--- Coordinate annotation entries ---

━━━━━━

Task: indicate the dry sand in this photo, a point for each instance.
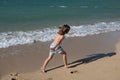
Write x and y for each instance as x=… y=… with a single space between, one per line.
x=90 y=58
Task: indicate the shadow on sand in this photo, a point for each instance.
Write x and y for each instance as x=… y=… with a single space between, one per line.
x=88 y=59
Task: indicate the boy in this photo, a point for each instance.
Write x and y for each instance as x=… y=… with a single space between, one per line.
x=55 y=46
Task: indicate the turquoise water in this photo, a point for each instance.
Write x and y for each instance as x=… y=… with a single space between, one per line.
x=22 y=15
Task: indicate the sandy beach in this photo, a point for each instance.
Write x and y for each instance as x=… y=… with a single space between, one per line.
x=93 y=57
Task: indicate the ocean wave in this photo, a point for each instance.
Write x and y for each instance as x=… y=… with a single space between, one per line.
x=20 y=37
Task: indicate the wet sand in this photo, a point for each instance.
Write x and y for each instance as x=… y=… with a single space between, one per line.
x=92 y=57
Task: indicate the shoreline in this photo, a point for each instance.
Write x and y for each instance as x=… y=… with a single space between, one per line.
x=29 y=57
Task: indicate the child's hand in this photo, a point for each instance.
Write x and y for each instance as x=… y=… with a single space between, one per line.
x=52 y=49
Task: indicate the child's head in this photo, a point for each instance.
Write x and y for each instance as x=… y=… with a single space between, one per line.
x=64 y=29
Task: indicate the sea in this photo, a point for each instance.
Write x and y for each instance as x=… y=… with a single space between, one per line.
x=28 y=21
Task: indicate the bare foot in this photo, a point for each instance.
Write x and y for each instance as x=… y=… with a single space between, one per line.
x=43 y=70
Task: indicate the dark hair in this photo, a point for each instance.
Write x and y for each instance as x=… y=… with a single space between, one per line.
x=64 y=29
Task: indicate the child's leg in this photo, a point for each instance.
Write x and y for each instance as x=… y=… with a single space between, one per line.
x=64 y=55
x=46 y=62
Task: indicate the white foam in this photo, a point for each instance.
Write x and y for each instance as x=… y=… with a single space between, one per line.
x=47 y=34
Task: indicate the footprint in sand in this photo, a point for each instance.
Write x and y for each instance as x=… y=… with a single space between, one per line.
x=50 y=79
x=74 y=71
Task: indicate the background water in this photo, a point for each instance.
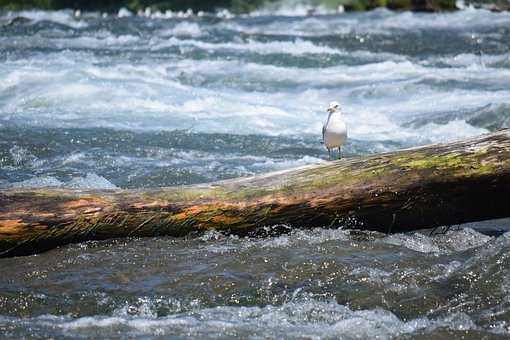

━━━━━━

--- GIVEN EXERCISE ---
Which lines in the entries above contain the word "water"? Pick out each of those lines and copy it.

--- EXPECTED ANSWER ---
Task: indicate the turquoise water in this photo, a point for each instance.
Task: indicate the background water in this photo, a point for each instance.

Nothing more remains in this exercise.